Request 1 —
Say whether each statement below agrees with the recorded grade thread, answering yes or no and quoting the deciding words of the thread: (a) Nigerian Dwarfs can be classed as a recorded grade based on appearance. (b) NMGA requires a tattoo and herd name. (c) Goats registered with NMGA would be listed as foundation stock.

—————

# Please Explain Recorded Grade



## creakingpinesfarm (Jan 14, 2011)

I was wondering if someone could explain what a recorded grade is? I recently purchased 2 Nigerian does that are unregistered and I was wondering if they could possibly registered as a recorded grade and how would I go about doing it? And with whom?


----------



## liz (Oct 5, 2007)

Recorded grade is only permitted with standard dairy goats...they have to look like one breed or another ex. LaMancha or Nubian but are not considered a purebred.
With Nigerian Dwarfs, they are just that...a Purebred Nigerian, they cannot be registered with AGS unless the parents are registered, same with ADGA. They cannot be classed as a recorded grade based on appearance.

NMGA is a registry that allows "miniature" goats to be registered, wether they be pygmy, nigerian, mini nubian or crosses of any "mini" breed, be aware though that this registry is new and is not as popular as American Goat Society, American Dairy Goat Association or even Nigerian Dwarf Goat Association and that your goats would not be considered purebred nigerians even if they are they would be listed as foundation stock.

NMGA offers many different things for members too, shows etc as well as a breeder listing and a ton of info on what the requirements are to register a mini with them.
If anything, registering your goats with them will allow you to establish an identity to your goats as they do require a tattoo and herd name.


----------



## Sunny Daze (May 18, 2010)

I haven't heard of the NMGA but would think you would still be selling their kids at unregistered prices even if they belonged to this registry. I would think you can tattoo any goat if you want for your records, they don't have to be registered...


----------



## creakingpinesfarm (Jan 14, 2011)

Thanks so much for explaining it.


----------



## tracyqh (Aug 9, 2010)

I need an Alpine doe looked at to see if I can have her as a recorded grade. What steps do I need to take?


----------



## 4kids (Jul 21, 2009)

Maybe someone else will jump in her but I was under the impression that a recorded grade is a percentage of various different goats that can track their pedigree. I know it only applies to full size dairy goats. We have alot of kids in our 4-h club that have recorded grade does they show.


----------

—————

Request 2 —
Copy the lines of the listing starting at the line that contains "Please annotate the gray" and ending at the last line of the listing.

—————

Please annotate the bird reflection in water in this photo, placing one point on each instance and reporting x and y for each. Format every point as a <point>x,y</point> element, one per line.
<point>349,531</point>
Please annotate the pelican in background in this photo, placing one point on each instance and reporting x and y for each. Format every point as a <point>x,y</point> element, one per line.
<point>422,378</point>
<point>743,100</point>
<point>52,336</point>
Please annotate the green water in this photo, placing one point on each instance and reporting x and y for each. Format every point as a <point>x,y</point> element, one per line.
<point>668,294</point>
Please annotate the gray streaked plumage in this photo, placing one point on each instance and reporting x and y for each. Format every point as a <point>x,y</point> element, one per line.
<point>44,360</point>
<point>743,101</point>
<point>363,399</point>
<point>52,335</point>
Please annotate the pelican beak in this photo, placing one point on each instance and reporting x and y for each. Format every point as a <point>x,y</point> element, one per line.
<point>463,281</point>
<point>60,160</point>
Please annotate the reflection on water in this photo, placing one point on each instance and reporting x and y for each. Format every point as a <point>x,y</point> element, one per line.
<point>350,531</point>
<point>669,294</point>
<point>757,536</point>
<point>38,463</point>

—————

Task output 1 —
(a) No: "They cannot be classed as a recorded grade based on appearance."
(b) Yes: "they do require a tattoo and herd name."
(c) Yes: "they would be listed as foundation stock."

Task output 2 —
Please annotate the gray streaked plumage in this photo, placing one point on each instance and reporting x and y for each. Format every point as a <point>x,y</point> element, one per line.
<point>44,360</point>
<point>743,101</point>
<point>363,399</point>
<point>52,335</point>
Please annotate the pelican beak in this photo, placing one point on each instance and reporting x and y for each. Format every point as a <point>x,y</point> element, one per line.
<point>463,281</point>
<point>60,160</point>
Please annotate the reflection on water in this photo, placing one point on each instance and reporting x and y for each. Format every point as a <point>x,y</point> element, one per line.
<point>350,531</point>
<point>669,294</point>
<point>757,536</point>
<point>38,463</point>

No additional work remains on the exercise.